The task
What lines below mention the word "granite"? Copy each one.
= = = = =
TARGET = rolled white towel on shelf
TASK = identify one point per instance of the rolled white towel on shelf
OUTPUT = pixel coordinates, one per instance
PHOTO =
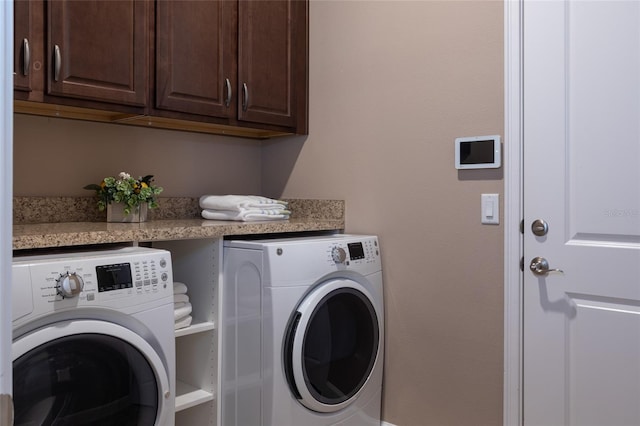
(179, 288)
(238, 202)
(184, 322)
(182, 310)
(177, 298)
(246, 215)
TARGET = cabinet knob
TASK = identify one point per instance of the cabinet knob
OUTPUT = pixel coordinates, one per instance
(57, 62)
(227, 100)
(245, 96)
(26, 57)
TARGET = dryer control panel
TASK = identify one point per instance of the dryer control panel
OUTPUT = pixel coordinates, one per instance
(360, 251)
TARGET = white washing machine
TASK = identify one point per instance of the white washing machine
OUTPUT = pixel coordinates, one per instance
(93, 338)
(302, 332)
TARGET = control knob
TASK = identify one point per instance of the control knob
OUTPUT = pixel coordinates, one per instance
(69, 284)
(338, 254)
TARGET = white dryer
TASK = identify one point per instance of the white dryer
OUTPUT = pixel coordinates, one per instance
(302, 331)
(93, 338)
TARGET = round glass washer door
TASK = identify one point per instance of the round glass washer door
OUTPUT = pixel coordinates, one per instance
(331, 345)
(89, 373)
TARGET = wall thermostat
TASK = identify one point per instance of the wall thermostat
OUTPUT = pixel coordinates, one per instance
(478, 152)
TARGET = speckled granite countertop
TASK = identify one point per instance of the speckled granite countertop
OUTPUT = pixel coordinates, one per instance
(41, 222)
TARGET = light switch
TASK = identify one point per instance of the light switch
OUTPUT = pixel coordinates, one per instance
(490, 208)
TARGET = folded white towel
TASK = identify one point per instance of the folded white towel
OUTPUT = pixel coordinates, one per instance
(179, 288)
(180, 298)
(180, 305)
(237, 202)
(184, 322)
(182, 311)
(246, 215)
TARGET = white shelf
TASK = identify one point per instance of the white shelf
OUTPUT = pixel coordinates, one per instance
(188, 396)
(196, 328)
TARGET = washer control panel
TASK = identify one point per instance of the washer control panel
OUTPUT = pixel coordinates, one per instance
(117, 279)
(349, 252)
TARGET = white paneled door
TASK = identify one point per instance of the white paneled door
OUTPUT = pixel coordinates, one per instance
(582, 178)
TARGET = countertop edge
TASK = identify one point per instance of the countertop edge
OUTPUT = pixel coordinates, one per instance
(51, 235)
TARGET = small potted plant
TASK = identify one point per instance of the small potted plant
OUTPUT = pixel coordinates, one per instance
(125, 198)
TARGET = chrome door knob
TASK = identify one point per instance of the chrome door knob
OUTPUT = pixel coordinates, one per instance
(539, 227)
(540, 266)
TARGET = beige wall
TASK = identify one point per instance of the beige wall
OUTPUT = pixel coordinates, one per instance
(58, 157)
(392, 84)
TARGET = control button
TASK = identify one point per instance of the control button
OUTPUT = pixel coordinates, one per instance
(338, 255)
(69, 285)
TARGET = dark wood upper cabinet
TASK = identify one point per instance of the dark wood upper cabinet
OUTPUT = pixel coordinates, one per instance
(272, 62)
(99, 50)
(245, 61)
(195, 56)
(221, 66)
(27, 50)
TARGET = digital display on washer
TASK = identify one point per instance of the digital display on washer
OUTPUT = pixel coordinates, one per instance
(114, 277)
(356, 251)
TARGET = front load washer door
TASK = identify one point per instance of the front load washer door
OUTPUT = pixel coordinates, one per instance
(331, 345)
(87, 372)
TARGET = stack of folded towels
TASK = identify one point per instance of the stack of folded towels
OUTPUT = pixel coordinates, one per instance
(181, 306)
(242, 208)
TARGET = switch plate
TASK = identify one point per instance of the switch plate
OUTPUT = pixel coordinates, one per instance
(490, 209)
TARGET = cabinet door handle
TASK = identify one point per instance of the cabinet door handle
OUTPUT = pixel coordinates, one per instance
(26, 57)
(227, 100)
(245, 96)
(57, 62)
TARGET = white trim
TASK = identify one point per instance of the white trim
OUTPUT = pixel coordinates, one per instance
(512, 392)
(6, 192)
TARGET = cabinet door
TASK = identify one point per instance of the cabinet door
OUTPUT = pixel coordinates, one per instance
(196, 56)
(273, 62)
(99, 50)
(27, 48)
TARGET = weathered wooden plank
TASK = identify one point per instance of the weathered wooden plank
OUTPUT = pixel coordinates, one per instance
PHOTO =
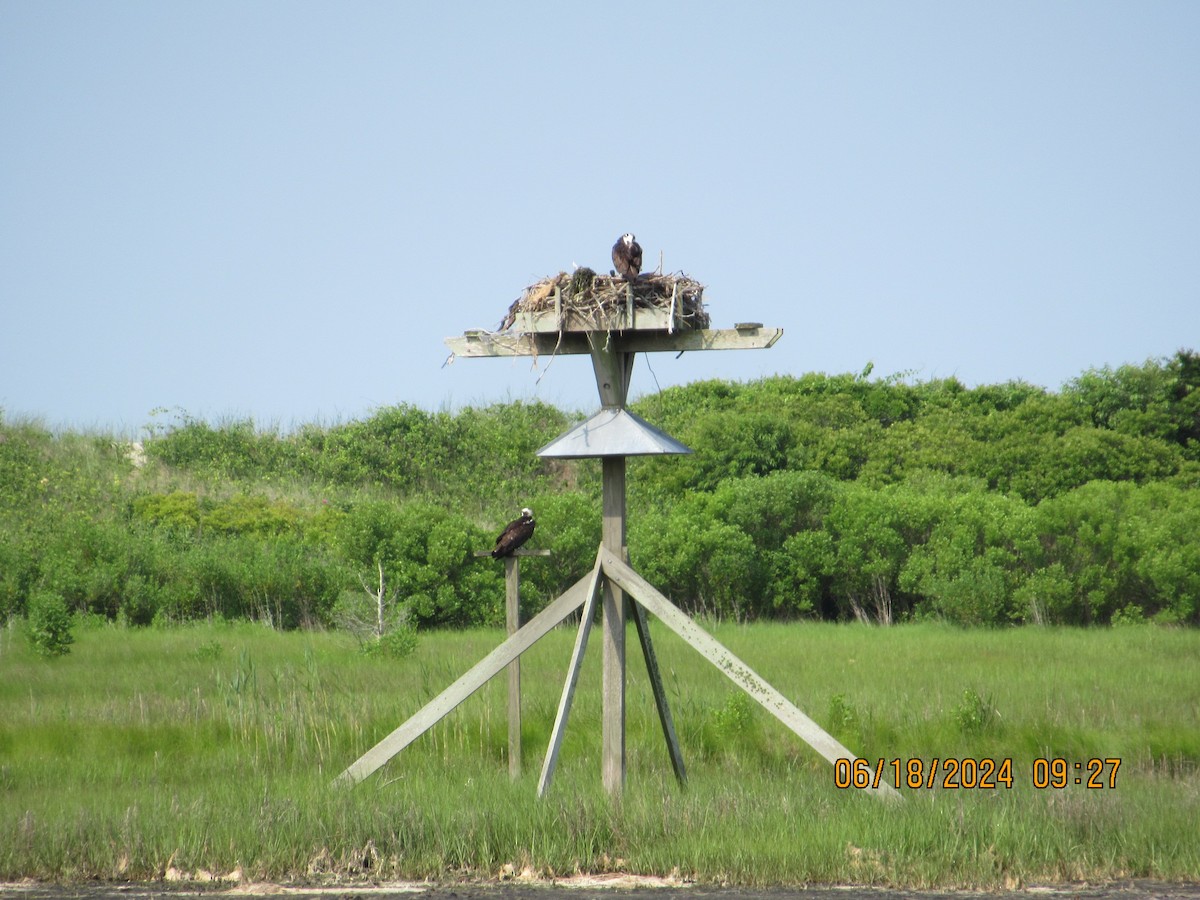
(546, 343)
(612, 730)
(573, 677)
(735, 669)
(660, 695)
(513, 624)
(475, 678)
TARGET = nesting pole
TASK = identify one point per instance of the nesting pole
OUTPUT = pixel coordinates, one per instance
(611, 335)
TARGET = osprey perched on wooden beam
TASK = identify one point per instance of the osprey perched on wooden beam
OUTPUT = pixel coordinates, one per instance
(515, 533)
(627, 257)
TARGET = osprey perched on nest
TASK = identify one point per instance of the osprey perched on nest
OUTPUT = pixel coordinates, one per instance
(515, 533)
(627, 257)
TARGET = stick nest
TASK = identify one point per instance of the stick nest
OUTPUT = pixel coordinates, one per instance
(593, 298)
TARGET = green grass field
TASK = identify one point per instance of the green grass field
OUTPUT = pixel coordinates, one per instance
(213, 747)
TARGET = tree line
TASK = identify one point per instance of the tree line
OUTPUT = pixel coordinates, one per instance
(817, 496)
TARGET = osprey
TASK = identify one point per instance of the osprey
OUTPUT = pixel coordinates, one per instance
(627, 256)
(515, 533)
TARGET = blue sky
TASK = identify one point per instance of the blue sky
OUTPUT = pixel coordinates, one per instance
(279, 210)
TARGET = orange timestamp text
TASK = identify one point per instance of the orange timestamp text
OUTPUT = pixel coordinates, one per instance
(973, 774)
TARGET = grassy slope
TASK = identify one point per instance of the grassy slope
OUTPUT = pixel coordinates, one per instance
(213, 747)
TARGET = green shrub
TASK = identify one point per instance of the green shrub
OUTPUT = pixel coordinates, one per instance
(49, 624)
(396, 643)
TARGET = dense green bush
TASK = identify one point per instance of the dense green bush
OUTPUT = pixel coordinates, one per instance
(49, 624)
(814, 496)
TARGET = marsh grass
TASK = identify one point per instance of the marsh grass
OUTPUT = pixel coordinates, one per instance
= = = = =
Response to the exercise
TARGET = speckled granite countertop
TASK = identify one point per instance of the speckled granite countertop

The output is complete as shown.